◆ The data
★ ★ ★ ★ ★
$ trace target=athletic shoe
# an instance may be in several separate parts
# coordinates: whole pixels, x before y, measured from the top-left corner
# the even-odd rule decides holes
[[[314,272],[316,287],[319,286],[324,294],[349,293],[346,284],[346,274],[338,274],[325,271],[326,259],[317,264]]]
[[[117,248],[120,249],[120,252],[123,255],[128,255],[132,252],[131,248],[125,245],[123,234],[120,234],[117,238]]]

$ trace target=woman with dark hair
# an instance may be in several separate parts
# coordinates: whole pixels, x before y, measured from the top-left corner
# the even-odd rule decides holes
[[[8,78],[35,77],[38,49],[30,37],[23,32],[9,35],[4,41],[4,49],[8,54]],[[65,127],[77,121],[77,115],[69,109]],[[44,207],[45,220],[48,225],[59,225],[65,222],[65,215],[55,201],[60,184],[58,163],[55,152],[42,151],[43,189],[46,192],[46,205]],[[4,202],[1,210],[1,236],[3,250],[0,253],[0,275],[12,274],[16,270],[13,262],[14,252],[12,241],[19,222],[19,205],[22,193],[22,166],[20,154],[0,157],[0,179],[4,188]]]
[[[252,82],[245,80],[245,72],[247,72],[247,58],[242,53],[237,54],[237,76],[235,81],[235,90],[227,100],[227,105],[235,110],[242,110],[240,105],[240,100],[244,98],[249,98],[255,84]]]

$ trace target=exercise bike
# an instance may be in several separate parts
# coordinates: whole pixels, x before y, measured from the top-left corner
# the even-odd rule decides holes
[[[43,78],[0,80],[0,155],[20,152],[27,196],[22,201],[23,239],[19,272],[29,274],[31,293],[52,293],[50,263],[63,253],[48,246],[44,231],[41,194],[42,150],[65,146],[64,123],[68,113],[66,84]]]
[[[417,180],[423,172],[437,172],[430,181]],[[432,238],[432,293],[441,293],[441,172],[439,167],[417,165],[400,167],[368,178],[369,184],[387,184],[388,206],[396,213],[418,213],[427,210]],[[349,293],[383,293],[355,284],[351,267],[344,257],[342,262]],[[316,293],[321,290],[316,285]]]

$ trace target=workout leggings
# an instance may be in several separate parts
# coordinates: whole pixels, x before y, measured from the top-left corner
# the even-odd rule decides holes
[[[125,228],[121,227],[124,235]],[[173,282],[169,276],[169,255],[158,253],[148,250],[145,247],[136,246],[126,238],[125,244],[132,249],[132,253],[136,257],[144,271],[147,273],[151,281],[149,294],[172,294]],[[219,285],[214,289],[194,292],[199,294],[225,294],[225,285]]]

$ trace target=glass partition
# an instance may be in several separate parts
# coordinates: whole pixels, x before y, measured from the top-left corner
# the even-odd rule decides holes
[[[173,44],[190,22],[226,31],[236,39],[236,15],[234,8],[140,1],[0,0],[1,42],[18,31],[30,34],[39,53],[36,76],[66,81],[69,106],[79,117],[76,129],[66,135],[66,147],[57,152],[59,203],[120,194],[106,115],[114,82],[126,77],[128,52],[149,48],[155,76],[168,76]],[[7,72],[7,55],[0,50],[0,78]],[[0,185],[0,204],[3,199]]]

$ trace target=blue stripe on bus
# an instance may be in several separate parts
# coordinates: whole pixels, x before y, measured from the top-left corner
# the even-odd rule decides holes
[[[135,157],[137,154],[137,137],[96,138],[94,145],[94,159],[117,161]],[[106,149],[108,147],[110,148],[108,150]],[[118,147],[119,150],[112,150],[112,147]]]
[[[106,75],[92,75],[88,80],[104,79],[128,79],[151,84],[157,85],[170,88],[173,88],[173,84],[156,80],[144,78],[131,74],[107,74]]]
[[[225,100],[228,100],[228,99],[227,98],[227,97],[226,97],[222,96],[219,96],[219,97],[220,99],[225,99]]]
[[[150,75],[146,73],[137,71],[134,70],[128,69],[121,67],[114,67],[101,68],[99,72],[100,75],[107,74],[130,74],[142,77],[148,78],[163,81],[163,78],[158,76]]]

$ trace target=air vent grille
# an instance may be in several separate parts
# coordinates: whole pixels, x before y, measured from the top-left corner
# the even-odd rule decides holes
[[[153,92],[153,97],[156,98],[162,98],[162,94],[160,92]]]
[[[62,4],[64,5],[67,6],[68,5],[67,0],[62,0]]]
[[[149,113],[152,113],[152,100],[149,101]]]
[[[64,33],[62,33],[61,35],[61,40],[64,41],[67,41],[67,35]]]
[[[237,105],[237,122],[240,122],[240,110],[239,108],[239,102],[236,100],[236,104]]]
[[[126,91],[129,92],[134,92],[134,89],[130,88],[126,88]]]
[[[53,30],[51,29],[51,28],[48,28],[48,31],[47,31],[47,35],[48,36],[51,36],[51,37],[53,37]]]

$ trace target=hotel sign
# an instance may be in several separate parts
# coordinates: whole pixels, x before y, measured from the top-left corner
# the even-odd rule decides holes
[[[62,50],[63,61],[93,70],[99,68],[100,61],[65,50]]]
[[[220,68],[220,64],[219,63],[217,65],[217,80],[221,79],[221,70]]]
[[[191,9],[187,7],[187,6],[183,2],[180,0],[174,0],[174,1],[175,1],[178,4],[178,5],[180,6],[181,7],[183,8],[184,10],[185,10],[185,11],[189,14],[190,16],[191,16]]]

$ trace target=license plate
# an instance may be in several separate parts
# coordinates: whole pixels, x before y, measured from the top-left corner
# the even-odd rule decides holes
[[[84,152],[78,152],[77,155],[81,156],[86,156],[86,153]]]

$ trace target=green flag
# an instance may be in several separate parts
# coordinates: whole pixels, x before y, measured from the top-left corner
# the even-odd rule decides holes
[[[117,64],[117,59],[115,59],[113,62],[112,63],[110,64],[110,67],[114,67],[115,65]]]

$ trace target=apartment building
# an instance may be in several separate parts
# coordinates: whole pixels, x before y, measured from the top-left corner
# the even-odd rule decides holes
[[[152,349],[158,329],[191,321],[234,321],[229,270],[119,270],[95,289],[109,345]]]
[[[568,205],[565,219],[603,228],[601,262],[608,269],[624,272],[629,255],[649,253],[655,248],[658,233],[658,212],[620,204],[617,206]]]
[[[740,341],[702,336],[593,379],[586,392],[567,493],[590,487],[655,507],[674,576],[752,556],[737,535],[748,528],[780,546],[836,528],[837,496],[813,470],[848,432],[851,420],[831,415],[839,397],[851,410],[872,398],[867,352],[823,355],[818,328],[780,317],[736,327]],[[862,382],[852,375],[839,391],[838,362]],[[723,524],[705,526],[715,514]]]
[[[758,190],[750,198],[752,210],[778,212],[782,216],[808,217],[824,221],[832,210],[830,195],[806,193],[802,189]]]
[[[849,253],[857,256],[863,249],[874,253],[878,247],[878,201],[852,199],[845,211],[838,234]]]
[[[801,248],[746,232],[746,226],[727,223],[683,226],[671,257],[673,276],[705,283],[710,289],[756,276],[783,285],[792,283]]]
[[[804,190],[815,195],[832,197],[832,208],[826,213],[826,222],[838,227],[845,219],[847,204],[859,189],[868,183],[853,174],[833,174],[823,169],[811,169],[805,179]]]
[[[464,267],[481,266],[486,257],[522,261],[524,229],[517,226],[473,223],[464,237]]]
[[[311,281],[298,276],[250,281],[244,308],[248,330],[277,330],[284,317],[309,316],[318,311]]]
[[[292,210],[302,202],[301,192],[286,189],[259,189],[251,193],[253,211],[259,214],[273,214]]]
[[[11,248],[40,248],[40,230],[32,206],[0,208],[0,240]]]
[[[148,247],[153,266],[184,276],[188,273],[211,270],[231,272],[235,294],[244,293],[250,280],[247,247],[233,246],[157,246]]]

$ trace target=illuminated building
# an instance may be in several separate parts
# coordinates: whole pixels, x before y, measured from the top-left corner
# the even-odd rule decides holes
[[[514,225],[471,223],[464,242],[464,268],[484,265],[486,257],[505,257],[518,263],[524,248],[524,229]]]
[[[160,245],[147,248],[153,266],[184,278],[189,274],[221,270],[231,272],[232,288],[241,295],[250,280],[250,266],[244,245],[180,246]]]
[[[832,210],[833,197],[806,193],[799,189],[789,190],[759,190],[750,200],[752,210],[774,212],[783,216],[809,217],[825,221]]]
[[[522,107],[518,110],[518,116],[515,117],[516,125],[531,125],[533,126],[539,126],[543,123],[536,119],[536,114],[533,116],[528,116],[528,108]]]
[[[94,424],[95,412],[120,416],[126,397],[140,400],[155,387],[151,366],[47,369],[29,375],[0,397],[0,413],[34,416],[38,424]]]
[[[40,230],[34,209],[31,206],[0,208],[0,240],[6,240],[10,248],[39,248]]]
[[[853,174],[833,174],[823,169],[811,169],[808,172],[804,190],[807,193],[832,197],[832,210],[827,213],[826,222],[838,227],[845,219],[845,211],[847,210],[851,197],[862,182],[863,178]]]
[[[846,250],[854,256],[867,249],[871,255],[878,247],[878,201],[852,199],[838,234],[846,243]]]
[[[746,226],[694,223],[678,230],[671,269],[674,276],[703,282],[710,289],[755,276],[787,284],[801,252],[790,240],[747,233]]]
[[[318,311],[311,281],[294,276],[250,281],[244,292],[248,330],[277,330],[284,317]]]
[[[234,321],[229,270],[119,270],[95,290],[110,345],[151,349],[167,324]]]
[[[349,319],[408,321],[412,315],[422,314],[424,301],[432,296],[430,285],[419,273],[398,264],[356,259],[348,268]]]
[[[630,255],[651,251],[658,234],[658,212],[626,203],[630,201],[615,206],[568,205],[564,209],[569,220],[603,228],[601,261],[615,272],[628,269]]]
★ ★ ★ ★ ★
◆ Exercise task
Recast the entries as a two-column CSV with the header columns "entry" and "outline". Begin at the line that has "stripe on bus", stop after the line that has "[[[84,152],[78,152],[77,155],[81,156],[86,156],[86,153]]]", and write one row per entry, putting its text and its answer each in a single quoted field with line breaks replaced by spaces.

◆ Answer to this problem
entry,outline
"$ trace target=blue stripe on bus # an instance may be in several separate parts # coordinates: whole pixels, x before y, measured from the top-left corner # the even-odd rule decides holes","[[[135,157],[137,154],[137,137],[96,138],[94,145],[94,159],[117,161]],[[106,149],[108,147],[110,148],[108,150]],[[118,147],[119,150],[112,150],[112,147]]] [[[106,75],[92,75],[88,80],[104,79],[128,79],[151,84],[157,85],[170,88],[173,88],[173,84],[156,80],[144,78],[131,74],[107,74]]] [[[225,100],[228,100],[228,99],[227,98],[227,97],[226,97],[222,96],[219,96],[219,97],[220,99],[225,99]]] [[[150,75],[146,73],[137,71],[134,70],[128,69],[121,67],[114,67],[101,68],[99,72],[100,75],[107,74],[130,74],[142,77],[148,78],[163,81],[163,78],[158,76]]]"
"$ trace target=air vent grille # an instance may be in several separate parts # coordinates: whole pixels, x before y, measured from the top-left corner # the even-odd rule decides holes","[[[153,92],[153,97],[156,98],[162,98],[162,94],[160,92]]] [[[62,4],[64,5],[67,6],[68,5],[67,0],[62,0]]] [[[149,113],[152,113],[152,100],[149,101]]] [[[64,33],[62,33],[61,35],[61,40],[64,41],[67,41],[67,35]]] [[[237,105],[237,122],[240,122],[240,110],[239,108],[239,102],[236,100],[236,104]]] [[[126,91],[129,92],[134,92],[134,89],[130,88],[126,88]]] [[[53,30],[51,29],[51,28],[48,28],[48,31],[47,31],[47,35],[48,36],[51,36],[51,37],[53,37]]]"
"$ trace target=hotel sign # an instance may be in several separate parts # coordinates: whole pixels, x before y, measured from the top-left corner # the even-odd rule decides holes","[[[62,50],[63,61],[93,70],[99,68],[100,61],[65,50]]] [[[220,68],[220,64],[219,63],[217,65],[217,80],[221,79],[221,70]]] [[[191,9],[187,7],[187,6],[183,2],[180,0],[174,0],[174,1],[175,1],[178,4],[178,5],[180,6],[181,7],[183,8],[184,10],[185,10],[185,11],[189,14],[190,16],[191,16]]]"
"$ trace target=license plate # an instance may be in several separate parts # coordinates: whole pixels, x before y, measured from the top-left corner # the even-odd rule decides holes","[[[84,152],[78,152],[77,155],[81,156],[86,156],[86,153]]]"